──────── DATA EXTRACTS ────────

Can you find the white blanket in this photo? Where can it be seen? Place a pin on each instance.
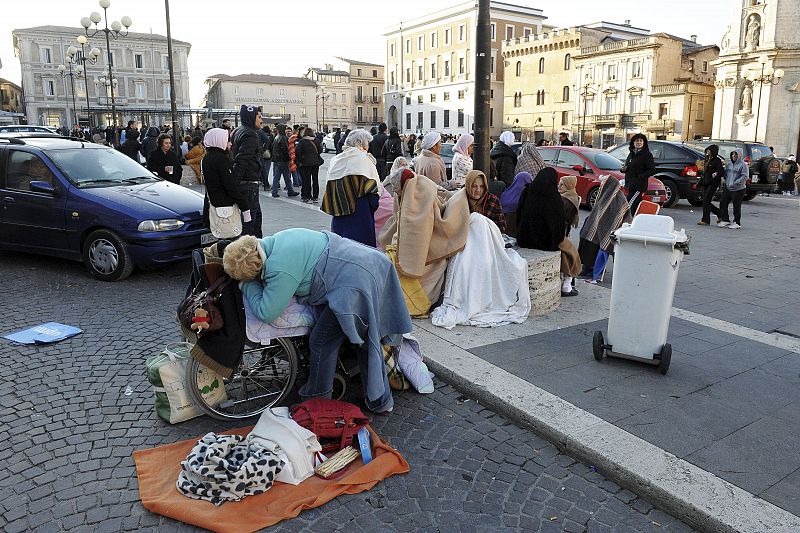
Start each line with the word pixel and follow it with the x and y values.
pixel 486 284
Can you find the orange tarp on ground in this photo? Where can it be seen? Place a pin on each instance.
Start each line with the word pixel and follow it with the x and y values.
pixel 158 468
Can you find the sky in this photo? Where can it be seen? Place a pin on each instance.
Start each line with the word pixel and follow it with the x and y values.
pixel 273 37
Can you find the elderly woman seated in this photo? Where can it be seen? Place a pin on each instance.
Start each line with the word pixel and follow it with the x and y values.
pixel 353 190
pixel 355 288
pixel 424 231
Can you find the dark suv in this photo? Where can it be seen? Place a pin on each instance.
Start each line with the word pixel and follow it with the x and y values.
pixel 677 166
pixel 764 166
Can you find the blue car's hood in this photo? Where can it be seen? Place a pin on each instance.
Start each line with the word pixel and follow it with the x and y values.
pixel 155 200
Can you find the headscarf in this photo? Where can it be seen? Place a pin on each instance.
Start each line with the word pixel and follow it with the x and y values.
pixel 510 197
pixel 471 177
pixel 541 218
pixel 216 138
pixel 463 143
pixel 430 140
pixel 529 160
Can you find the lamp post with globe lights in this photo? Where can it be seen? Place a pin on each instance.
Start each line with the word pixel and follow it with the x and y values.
pixel 114 31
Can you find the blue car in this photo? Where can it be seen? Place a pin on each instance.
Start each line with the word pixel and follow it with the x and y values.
pixel 87 202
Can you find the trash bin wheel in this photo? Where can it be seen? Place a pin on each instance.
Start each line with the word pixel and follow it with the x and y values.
pixel 597 345
pixel 665 357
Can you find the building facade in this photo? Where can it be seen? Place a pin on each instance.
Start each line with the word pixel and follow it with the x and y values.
pixel 659 85
pixel 753 103
pixel 283 99
pixel 140 65
pixel 430 66
pixel 335 96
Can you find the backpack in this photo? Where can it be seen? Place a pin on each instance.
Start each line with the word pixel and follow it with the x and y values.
pixel 334 422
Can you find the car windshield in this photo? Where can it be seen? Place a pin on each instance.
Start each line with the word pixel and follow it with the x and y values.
pixel 604 161
pixel 93 166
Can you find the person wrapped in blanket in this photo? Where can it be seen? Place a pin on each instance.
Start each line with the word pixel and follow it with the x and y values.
pixel 354 286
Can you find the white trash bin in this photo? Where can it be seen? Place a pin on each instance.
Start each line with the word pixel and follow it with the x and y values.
pixel 647 256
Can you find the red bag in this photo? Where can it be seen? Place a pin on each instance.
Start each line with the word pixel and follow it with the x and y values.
pixel 334 422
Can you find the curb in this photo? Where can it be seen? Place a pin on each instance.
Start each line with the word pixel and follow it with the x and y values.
pixel 699 498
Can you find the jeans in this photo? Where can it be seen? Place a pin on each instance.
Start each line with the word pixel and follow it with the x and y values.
pixel 324 342
pixel 736 197
pixel 265 164
pixel 278 170
pixel 250 190
pixel 310 182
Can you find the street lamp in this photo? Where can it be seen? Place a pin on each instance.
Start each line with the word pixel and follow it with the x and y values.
pixel 768 76
pixel 81 60
pixel 116 32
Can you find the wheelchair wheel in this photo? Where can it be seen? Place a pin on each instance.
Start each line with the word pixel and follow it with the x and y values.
pixel 264 378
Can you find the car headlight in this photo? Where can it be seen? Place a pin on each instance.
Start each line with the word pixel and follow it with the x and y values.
pixel 168 224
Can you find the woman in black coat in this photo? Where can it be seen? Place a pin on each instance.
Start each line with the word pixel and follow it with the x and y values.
pixel 164 161
pixel 638 168
pixel 308 162
pixel 222 189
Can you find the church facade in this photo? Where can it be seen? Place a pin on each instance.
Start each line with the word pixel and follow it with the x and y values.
pixel 757 95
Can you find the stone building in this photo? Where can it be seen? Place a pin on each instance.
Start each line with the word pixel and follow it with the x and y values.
pixel 283 99
pixel 140 64
pixel 430 66
pixel 754 103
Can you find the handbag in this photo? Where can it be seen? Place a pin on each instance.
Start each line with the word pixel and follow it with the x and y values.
pixel 225 222
pixel 166 372
pixel 199 311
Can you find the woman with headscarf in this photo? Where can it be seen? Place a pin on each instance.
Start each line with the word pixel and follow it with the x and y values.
pixel 509 201
pixel 529 160
pixel 353 190
pixel 422 234
pixel 222 188
pixel 607 216
pixel 462 158
pixel 481 200
pixel 542 224
pixel 504 157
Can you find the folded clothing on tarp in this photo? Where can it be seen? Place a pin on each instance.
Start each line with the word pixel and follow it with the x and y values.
pixel 295 321
pixel 158 468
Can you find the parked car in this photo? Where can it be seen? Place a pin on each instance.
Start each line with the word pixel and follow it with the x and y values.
pixel 88 202
pixel 677 167
pixel 588 165
pixel 765 168
pixel 27 128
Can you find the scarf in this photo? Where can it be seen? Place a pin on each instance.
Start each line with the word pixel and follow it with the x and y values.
pixel 510 197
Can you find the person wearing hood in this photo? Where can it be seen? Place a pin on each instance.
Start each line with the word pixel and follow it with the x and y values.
pixel 638 167
pixel 429 163
pixel 733 189
pixel 247 154
pixel 462 158
pixel 504 158
pixel 713 170
pixel 150 142
pixel 353 190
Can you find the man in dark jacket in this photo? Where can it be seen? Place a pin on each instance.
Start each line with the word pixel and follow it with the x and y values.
pixel 280 163
pixel 638 168
pixel 713 170
pixel 376 149
pixel 247 154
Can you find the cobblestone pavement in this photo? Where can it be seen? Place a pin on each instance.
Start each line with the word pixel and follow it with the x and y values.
pixel 69 430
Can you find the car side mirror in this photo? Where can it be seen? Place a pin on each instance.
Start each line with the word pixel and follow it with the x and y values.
pixel 42 186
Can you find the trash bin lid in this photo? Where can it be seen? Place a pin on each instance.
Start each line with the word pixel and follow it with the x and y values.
pixel 656 229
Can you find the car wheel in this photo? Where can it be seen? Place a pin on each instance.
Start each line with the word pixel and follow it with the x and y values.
pixel 106 257
pixel 591 198
pixel 672 192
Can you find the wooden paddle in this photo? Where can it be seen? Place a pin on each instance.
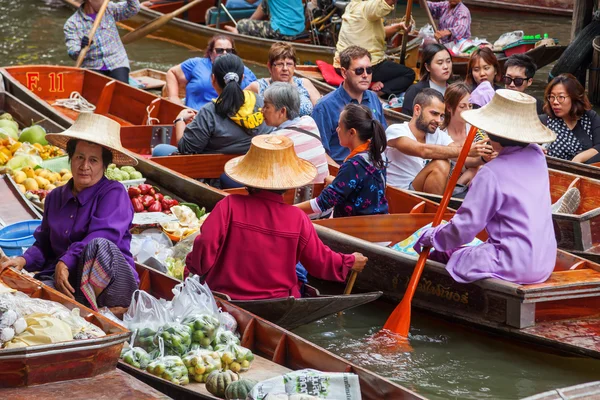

────────

> [TASK DESCRIPTION] Lines containing the word "person" must all be returned from the material above.

> [RESPONSE FOR THIS EXERCISE]
Can you find the person wrapped in blanket in this photo? Where can it be seen? Place a pin on each instance.
Can you find the person wearing hood in this photo? Where can it be seen? Place a pin on each instance.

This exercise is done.